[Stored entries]
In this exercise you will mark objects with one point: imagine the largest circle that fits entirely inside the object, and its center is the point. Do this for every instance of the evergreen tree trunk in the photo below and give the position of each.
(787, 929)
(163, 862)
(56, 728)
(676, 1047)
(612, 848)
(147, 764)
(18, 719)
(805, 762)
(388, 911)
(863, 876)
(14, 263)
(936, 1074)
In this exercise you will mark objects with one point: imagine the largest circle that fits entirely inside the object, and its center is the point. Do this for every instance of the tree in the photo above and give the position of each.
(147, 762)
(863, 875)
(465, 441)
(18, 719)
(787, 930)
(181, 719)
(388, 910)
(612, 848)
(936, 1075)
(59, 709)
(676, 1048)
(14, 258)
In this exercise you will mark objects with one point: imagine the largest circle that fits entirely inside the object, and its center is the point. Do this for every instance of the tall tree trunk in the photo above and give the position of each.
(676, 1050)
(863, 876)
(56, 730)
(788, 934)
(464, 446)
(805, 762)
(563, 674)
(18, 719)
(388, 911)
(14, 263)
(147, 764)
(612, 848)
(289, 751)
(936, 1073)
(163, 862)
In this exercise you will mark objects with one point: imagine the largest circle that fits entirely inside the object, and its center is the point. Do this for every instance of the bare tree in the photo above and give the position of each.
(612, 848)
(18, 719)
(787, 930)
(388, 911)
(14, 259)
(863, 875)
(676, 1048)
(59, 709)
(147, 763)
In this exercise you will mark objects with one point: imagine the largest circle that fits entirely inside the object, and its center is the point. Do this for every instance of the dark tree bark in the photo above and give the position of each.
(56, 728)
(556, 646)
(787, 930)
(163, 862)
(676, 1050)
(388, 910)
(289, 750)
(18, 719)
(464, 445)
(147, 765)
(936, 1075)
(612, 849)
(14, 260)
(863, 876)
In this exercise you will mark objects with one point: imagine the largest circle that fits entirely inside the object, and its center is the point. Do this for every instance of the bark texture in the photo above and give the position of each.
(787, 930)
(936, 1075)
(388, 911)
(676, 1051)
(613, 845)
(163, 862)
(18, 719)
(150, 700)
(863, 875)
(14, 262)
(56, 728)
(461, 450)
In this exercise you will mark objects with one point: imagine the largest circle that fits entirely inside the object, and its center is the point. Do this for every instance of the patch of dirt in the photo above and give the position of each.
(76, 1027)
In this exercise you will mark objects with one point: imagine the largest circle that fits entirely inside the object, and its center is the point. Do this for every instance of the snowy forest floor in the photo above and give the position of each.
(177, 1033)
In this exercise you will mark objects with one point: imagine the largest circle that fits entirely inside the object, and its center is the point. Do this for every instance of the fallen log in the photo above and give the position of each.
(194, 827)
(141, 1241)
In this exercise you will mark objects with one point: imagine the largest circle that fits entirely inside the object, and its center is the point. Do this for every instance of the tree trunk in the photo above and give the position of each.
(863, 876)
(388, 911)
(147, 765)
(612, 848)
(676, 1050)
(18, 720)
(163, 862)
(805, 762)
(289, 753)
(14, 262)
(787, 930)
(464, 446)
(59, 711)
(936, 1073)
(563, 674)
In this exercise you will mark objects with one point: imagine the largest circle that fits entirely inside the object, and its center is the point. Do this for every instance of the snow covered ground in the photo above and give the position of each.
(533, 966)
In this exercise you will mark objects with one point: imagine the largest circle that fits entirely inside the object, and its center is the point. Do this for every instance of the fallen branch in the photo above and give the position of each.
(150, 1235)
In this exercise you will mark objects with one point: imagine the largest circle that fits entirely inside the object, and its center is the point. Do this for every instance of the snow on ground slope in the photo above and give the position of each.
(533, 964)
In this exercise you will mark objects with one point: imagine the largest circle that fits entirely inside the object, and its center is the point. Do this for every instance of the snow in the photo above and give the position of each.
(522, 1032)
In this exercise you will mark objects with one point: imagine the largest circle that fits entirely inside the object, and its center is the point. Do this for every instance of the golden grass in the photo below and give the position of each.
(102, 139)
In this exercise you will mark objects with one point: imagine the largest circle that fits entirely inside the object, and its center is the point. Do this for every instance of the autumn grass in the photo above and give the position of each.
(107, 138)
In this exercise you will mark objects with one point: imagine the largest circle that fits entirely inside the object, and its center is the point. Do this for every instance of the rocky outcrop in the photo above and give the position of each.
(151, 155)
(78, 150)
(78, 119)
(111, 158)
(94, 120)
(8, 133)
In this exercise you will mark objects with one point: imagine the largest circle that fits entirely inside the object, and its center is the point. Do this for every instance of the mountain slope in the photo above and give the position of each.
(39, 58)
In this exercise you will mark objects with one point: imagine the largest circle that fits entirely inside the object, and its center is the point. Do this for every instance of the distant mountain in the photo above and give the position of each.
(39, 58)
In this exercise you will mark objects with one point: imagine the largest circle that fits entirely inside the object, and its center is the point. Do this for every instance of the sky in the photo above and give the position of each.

Problem details. Each entry above is to be returned exactly as given.

Response area.
In this exercise you will mark objects with one point: imagine the largest circle that fits entirely inside the object, and its center is the point. Do this for every instance of the evergreen tree trunk in the photo below and give the position of each.
(787, 929)
(163, 862)
(56, 728)
(676, 1047)
(612, 848)
(147, 764)
(18, 719)
(805, 762)
(388, 911)
(863, 876)
(14, 263)
(936, 1074)
In this exercise you will mark objects with one point: imagine the largest circle that fits entirely inside the object, and its center is the point. Do this for every instance of the tree in the photo above and give the position of each.
(147, 762)
(863, 875)
(465, 441)
(18, 719)
(787, 930)
(181, 719)
(388, 910)
(612, 848)
(936, 1075)
(59, 709)
(676, 1048)
(14, 258)
In this exercise you will mark objects with one point: imagine the largest circle that fits entirely inside the object, and its center is the point. Do this for every instance of the tall tree trunk in the photo above and give the position of each.
(676, 1050)
(863, 876)
(56, 730)
(788, 934)
(464, 446)
(805, 762)
(563, 674)
(18, 719)
(388, 911)
(14, 263)
(147, 764)
(612, 848)
(289, 751)
(936, 1073)
(163, 862)
In this exercise you will mark objects with one point: imagine the largest circle that fits entirely inside the object, and its center is the point. Do this for every instance of the bare tree in the photo above and give the position of each.
(612, 848)
(18, 719)
(787, 930)
(388, 911)
(14, 259)
(863, 875)
(676, 1048)
(59, 709)
(147, 763)
In this exercise you will mark objects with one point: imagine the largest circle that fits entirely inside the object, and its center is the point. Do this for every instance of the dark tree bark in the photo above and give the position of each.
(56, 728)
(556, 646)
(787, 930)
(163, 862)
(676, 1050)
(388, 910)
(289, 750)
(18, 719)
(464, 445)
(147, 765)
(936, 1075)
(612, 849)
(14, 260)
(863, 876)
In this exercise you will mark objects with one point: imagine the largest circle that fits entirely inside the object, and its center is the point. Do this for every instance of the bark texture in the photo above and give the position of each.
(787, 930)
(936, 1075)
(388, 911)
(676, 1051)
(613, 845)
(163, 862)
(18, 719)
(150, 700)
(863, 875)
(14, 262)
(56, 728)
(461, 450)
In this exercise you will mark objects with one point: imagine the largest circle that fits entirely inside the object, and its center is the point. Do this for every instance of the patch of dirt in the photo above and give the position of each.
(76, 1027)
In this exercise you will mark objects with one point: imagine the largest circle that fits entirely inside the object, and its center is the point. Do this for every instance of the snowy forest floor in the photo above and give the position of each.
(177, 1033)
In this exercise you will mark objects with one point: imagine the largest circle that fits entirely inside the object, and its center is the point. Do this for every instance of the fallen log in the photo above and give the position of each.
(194, 827)
(141, 1241)
In this exercise you will mark objects with one point: imagine the largest circle that fits entirely inside the object, and its center is the point. Do this for every instance of the tree trunk in the photo above and give the position of each.
(863, 876)
(388, 911)
(147, 765)
(612, 848)
(676, 1050)
(18, 720)
(163, 862)
(805, 762)
(289, 753)
(14, 262)
(787, 930)
(464, 446)
(59, 711)
(936, 1073)
(563, 674)
In this exercise you will mark objects with one point: imagine the largest circle that fits entirely inside the object, and its center is the point. Do this for every instance of the snow covered ground in the photo above and give the position of each.
(533, 966)
In this exercise you will mark objects with one point: imagine the largest circle that fits entirely inside the object, and its center is the point. Do this for every instance of the fallen branch in the photo above and give the position of each.
(150, 1235)
In this exercise you will mark objects with one point: imagine the largest circle that fits entirely inside the object, and its center is the point. Do this for every instance of the snow on ground slope in the photo above and give the position of each.
(533, 964)
In this exercise you will mark objects with one point: imagine the largest circle that fits entirely inside the object, and its center is the point. Do this for every instance of the snow in the photo above and give the position of each.
(522, 1032)
In this exercise you will mark objects with one point: imagine the largest circle that fits entirely inside the object, and its center is the point. Do this for every instance of the golden grass in the photo below and give the position of each.
(102, 139)
In this exercise you will mark objects with one point: imagine the largest circle that fits entirely inside the object, and its center is the point. Do this for every instance of the autumn grass in the photo above and give the position of each.
(107, 138)
In this exercise you will mark objects with one point: imagine the largest circle that fits entirely inside the object, and its center is the point. Do this for every instance of the rocky outcrop in the photo above and give the position of each.
(151, 155)
(78, 150)
(78, 119)
(111, 158)
(94, 120)
(8, 133)
In this exercise you will mark objects with one point: imagine the largest circle that fits entirely inside the object, and its center is the point. Do this for every instance of the mountain slope in the photo above and give the position of each.
(39, 58)
In this exercise you will mark objects with one point: imagine the largest circle that fits entirely inside the object, and its center is the point. Do this for every instance of the distant mountain in the photo above and give the position of each.
(39, 58)
In this exercise you will mark objects with one point: imagine the largest circle that fits entirely inside the object, and its center is the point. Do this for every instance of the sky in the photo above and give the position of each.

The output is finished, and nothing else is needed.